Instructions for the task:
Reproduce each entry below exactly as it appears.
***** Provided records
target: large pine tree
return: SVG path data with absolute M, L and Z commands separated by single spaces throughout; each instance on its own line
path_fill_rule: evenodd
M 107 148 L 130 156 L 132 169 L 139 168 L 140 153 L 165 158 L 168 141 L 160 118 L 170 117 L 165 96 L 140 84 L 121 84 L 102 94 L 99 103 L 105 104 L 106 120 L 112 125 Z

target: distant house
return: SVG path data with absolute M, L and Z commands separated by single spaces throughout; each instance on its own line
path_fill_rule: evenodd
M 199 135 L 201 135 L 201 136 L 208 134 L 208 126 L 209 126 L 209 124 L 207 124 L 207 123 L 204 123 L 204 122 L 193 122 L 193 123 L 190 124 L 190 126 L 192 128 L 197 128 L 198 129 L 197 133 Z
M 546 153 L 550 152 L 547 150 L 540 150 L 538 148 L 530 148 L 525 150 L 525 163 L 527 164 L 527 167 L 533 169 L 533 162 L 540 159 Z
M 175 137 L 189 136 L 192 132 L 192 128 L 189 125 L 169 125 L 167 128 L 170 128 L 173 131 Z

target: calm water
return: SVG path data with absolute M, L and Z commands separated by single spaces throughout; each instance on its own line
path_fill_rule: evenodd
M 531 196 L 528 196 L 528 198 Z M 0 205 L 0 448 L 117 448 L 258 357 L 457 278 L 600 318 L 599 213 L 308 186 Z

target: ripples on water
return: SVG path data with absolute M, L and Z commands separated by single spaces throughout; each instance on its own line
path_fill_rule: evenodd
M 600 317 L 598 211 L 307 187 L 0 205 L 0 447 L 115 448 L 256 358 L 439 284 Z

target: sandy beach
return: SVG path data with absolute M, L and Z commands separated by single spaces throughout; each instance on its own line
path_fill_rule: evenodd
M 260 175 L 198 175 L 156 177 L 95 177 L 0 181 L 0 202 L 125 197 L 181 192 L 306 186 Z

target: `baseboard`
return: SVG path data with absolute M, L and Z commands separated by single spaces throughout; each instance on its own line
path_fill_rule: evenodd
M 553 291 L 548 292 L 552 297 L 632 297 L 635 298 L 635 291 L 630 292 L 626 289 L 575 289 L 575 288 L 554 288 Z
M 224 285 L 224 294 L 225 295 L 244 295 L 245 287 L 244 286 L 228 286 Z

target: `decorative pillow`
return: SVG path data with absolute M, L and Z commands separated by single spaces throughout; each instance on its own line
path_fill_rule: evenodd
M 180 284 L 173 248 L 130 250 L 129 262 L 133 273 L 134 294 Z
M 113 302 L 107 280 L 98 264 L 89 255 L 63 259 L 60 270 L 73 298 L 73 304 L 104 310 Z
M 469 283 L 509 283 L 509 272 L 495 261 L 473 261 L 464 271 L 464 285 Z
**********
Task answer:
target: large pine tree
return: SVG path data with absolute M, L and Z commands separated by single spaces throughout; each instance on its own line
path_fill_rule: evenodd
M 107 148 L 130 156 L 132 169 L 139 168 L 140 153 L 165 158 L 168 141 L 160 118 L 170 117 L 165 96 L 140 84 L 121 84 L 102 94 L 99 103 L 105 104 L 106 120 L 112 125 Z

target: distant house
return: SVG path data with absolute M, L and Z commands separated by single spaces throughout; each instance on its own line
path_fill_rule: evenodd
M 199 135 L 201 135 L 201 136 L 208 134 L 208 126 L 209 126 L 209 124 L 207 124 L 207 123 L 204 123 L 204 122 L 193 122 L 193 123 L 190 124 L 190 126 L 192 128 L 197 128 L 198 129 L 197 133 Z
M 546 153 L 550 152 L 547 150 L 540 150 L 538 148 L 530 148 L 525 150 L 525 163 L 527 164 L 527 167 L 533 169 L 533 162 L 540 159 Z
M 175 137 L 189 136 L 192 132 L 192 128 L 189 125 L 169 125 L 167 128 L 170 128 L 173 131 Z

target: calm water
return: SVG path data with absolute M, L and Z commands separated by single spaces throughout; each instance on its own line
path_fill_rule: evenodd
M 531 196 L 528 196 L 528 198 Z M 0 205 L 0 448 L 117 448 L 258 357 L 457 278 L 600 318 L 599 213 L 308 186 Z

target: ripples on water
return: SVG path data with absolute M, L and Z commands separated by single spaces throughout; each instance on its own line
path_fill_rule: evenodd
M 600 317 L 598 211 L 307 187 L 0 205 L 0 447 L 115 448 L 256 358 L 439 284 Z

target: sandy beach
return: SVG path data with absolute M, L and Z commands separated by single spaces throughout; each instance on its own line
path_fill_rule: evenodd
M 260 175 L 198 175 L 156 177 L 95 177 L 0 181 L 0 202 L 125 197 L 181 192 L 306 186 Z

target: `baseboard`
return: SVG path data with absolute M, L and Z commands separated by single spaces throughout; each instance on its own line
path_fill_rule: evenodd
M 553 291 L 548 292 L 552 297 L 632 297 L 635 298 L 635 291 L 630 292 L 626 289 L 575 289 L 575 288 L 554 288 Z
M 224 285 L 224 294 L 225 295 L 244 295 L 245 287 L 244 286 L 228 286 Z

target: `decorative pillow`
return: SVG path data with absolute M, L and Z commands separated by single spaces throughout; each instance on its own line
path_fill_rule: evenodd
M 180 284 L 173 248 L 130 250 L 129 262 L 133 273 L 134 294 Z
M 113 302 L 107 280 L 98 264 L 89 255 L 63 259 L 60 270 L 73 298 L 73 304 L 104 310 Z
M 469 283 L 509 283 L 509 272 L 495 261 L 473 261 L 464 271 L 464 285 Z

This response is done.